Records for the exercise section start
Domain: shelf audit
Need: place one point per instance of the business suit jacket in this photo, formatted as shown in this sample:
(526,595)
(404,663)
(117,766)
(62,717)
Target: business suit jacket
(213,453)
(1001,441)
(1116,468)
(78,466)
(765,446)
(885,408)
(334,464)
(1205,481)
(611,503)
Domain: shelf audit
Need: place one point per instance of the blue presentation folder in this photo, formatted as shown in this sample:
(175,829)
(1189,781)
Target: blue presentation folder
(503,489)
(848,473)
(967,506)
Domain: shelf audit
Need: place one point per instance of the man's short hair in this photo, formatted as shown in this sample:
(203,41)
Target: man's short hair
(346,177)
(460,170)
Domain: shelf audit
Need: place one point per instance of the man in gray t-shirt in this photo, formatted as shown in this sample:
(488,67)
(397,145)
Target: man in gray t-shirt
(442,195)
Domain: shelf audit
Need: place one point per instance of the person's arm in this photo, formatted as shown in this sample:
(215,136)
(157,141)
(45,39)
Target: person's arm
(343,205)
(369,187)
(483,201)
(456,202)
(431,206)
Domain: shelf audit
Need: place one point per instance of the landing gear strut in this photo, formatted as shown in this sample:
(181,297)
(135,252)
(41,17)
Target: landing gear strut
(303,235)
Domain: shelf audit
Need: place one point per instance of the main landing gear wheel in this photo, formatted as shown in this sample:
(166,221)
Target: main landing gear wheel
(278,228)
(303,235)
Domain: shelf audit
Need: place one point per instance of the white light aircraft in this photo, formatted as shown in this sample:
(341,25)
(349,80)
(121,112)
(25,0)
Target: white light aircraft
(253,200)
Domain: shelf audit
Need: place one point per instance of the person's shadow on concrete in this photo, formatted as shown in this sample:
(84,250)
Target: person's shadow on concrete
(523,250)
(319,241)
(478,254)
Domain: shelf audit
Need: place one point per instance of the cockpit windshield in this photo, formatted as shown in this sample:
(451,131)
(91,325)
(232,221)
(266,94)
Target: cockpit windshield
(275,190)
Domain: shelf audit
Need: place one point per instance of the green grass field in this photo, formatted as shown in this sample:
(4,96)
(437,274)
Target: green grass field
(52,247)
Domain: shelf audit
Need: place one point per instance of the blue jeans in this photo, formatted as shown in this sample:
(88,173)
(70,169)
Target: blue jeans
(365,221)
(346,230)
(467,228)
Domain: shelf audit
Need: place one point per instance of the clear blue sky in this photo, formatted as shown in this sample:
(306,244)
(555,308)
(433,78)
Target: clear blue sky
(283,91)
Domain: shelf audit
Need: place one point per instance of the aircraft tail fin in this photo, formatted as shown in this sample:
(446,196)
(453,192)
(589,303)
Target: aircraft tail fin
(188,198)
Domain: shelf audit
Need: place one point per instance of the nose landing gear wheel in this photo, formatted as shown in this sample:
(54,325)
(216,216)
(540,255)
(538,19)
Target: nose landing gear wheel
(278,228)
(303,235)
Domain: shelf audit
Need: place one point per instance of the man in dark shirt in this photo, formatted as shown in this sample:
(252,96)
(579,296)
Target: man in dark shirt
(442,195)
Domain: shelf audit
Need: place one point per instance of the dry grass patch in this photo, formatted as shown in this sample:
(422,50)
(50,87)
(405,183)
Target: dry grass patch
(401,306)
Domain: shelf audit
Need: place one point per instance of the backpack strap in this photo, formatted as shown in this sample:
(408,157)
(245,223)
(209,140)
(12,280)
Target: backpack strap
Records for the exercise section end
Retyping the data above exactly and in full is the task.

Domain: shelf audit
Need: place one point per instance of the business suit jacket in this photo, formatted as shown in this sample:
(526,595)
(404,663)
(117,766)
(62,717)
Target: business suit jacket
(213,453)
(1001,441)
(1116,468)
(78,466)
(765,446)
(885,408)
(334,464)
(1205,481)
(611,503)
Domain: shelf audit
Need: place one point per instance of the blue presentation folder in this photo, formatted as shown in this sample:
(175,829)
(1189,781)
Target: blue presentation folder
(503,489)
(848,473)
(967,506)
Domain: shelf audit
Need: place one point per instance of the man's short hair in this photo, formatted as shown in this sample:
(203,41)
Target: man's short hair
(346,177)
(460,170)
Domain: shelf audit
Need: place one point per instance of the man in gray t-shirt in this photo, formatted as shown in this sample:
(488,67)
(397,145)
Target: man in gray t-shirt
(442,195)
Domain: shelf audit
Need: place one point per instance of the person's arm in this photo, formatted as shown in this sample:
(215,136)
(157,141)
(45,39)
Target: person's arm
(343,205)
(369,187)
(483,201)
(456,202)
(431,206)
Domain: shelf audit
Need: place one point per instance of the landing gear strut in this photo, formatted as shown in this sample:
(181,297)
(135,252)
(41,17)
Target: landing gear strut
(303,235)
Domain: shelf audit
Need: place one point per instance of the main landing gear wheel in this photo, formatted as shown in this sample:
(166,221)
Target: main landing gear wheel
(278,228)
(303,235)
Domain: shelf audit
Need: place one point per instance of the white light aircraft in this photo, formatted as shown in this sample:
(341,25)
(349,80)
(121,112)
(25,0)
Target: white light aircraft
(253,200)
Domain: shelf audit
Need: place one point per instance of the person's shadow on concrete in this photo, formatted as shown in this sample:
(84,250)
Target: person's shadow on concrete
(523,250)
(319,241)
(478,254)
Domain: shelf audit
Need: place one point per instance of the cockpit windshield in this photo, formatted as shown in this sample:
(451,131)
(91,325)
(232,221)
(266,94)
Target: cockpit windshield
(275,190)
Domain: shelf audit
Need: place one point per instance of the green grass field in this photo, formatted as shown in this sample:
(4,96)
(437,274)
Target: green grass field
(52,247)
Domain: shelf audit
Need: place one point per instance of the blue jeans in this photo, formatted as shown in this sample:
(88,173)
(70,169)
Target: blue jeans
(365,221)
(346,230)
(467,228)
Domain: shelf audit
Need: place one point per instance of the clear blue sky in this photo, formatted as shown in this sample:
(306,244)
(555,308)
(433,78)
Target: clear blue sky
(283,91)
Domain: shelf audit
Need: place one point per instance of the aircraft tail fin in this photo, formatted as shown in this sample:
(446,196)
(453,192)
(589,303)
Target: aircraft tail fin
(188,198)
Domain: shelf audit
Need: place one point per instance of the nose landing gear wheel in this photo, formatted as shown in this sample:
(54,325)
(216,216)
(540,255)
(538,19)
Target: nose landing gear wheel
(278,228)
(303,235)
Domain: shelf audit
Need: place one point per instance of the man in dark shirt in this photo, formatted as shown in this sample:
(252,96)
(579,296)
Target: man in dark shirt
(442,195)
Domain: shelf audit
Need: place one point per instance of the dry grass patch in this photo, formatted as shown in this sample:
(422,50)
(50,87)
(405,183)
Target: dry grass patch
(401,306)
Domain: shelf audit
Need: place one point per instance of the backpack strap in this photo, formatted as shown in this sample:
(408,157)
(245,223)
(209,140)
(12,280)
Target: backpack strap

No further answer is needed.